Copy out, character for character, the part of the records that begins with the line containing "If you could indicate the bottle" and ends with the line containing "Query: bottle neck", including both of those lines and nothing else.

SUPPLIED MATERIAL »
══════════════════════════════

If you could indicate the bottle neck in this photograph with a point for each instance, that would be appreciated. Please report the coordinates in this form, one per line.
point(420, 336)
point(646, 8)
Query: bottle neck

══════════════════════════════

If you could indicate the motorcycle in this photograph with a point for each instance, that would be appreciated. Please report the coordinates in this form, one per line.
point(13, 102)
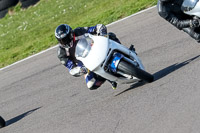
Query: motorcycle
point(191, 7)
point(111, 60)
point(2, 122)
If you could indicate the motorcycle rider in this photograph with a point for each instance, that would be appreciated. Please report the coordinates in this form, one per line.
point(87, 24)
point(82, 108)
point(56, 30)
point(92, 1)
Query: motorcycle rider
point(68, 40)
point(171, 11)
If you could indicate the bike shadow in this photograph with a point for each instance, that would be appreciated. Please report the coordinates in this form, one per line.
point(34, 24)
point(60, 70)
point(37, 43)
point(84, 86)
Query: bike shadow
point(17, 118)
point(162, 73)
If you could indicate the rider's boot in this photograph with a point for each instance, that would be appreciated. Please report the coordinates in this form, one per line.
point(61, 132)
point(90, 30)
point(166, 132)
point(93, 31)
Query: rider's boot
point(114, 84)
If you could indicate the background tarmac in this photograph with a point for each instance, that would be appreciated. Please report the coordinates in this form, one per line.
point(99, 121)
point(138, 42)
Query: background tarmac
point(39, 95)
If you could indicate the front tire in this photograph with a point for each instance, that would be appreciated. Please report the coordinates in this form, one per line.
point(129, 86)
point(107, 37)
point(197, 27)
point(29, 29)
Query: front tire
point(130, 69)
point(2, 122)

══════════════════════════════

REPLY TO THE EXERCISE »
If you could indicate the bottle neck in this photograph with a point for each instance, that would be appreciated. Please report the coordinates in this form, one per line.
point(420, 336)
point(646, 8)
Query: bottle neck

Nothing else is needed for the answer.